■ Task to carry out
Report each line of the records below that contains the word "leafy", copying every such line in full. Matching is case-sensitive.
[Records supplied start]
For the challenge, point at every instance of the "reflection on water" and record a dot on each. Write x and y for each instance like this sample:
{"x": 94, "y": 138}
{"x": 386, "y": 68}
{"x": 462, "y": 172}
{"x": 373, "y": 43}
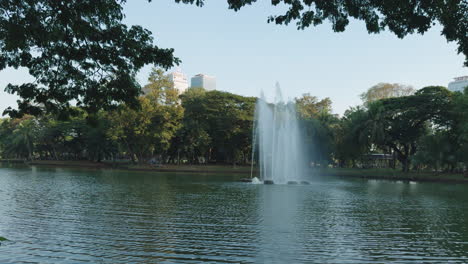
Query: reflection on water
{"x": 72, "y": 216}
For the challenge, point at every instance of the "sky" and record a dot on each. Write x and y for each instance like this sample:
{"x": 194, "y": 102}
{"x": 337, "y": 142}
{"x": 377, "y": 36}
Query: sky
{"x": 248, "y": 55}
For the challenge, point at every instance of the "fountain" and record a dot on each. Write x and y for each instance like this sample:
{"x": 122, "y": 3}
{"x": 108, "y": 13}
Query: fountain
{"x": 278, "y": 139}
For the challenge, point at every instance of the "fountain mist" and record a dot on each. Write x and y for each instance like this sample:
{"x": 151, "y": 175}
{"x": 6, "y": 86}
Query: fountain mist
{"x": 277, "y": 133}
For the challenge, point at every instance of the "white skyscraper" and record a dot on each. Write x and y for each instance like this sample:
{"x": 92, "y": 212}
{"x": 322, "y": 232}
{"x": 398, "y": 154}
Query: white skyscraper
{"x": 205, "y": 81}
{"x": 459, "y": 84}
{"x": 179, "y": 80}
[Records supplied end]
[Records supplied start]
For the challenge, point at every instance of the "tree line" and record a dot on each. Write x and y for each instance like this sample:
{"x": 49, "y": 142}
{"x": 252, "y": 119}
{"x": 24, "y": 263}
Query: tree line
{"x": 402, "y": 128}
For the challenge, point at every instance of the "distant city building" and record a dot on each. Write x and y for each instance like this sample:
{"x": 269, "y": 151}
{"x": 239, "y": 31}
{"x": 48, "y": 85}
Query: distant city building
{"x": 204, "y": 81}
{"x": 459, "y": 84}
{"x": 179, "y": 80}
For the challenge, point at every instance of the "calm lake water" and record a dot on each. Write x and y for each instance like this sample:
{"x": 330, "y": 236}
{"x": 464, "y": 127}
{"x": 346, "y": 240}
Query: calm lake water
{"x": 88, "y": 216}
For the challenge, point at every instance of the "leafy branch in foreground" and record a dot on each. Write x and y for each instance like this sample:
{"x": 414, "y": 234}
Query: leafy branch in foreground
[Records supplied end]
■ Answer for this exercise
For the challenge, point at every instance of the "leafy branch in foreground" and record a dot on each. Write x and y for each instance like this sample:
Query: leafy branch in foreground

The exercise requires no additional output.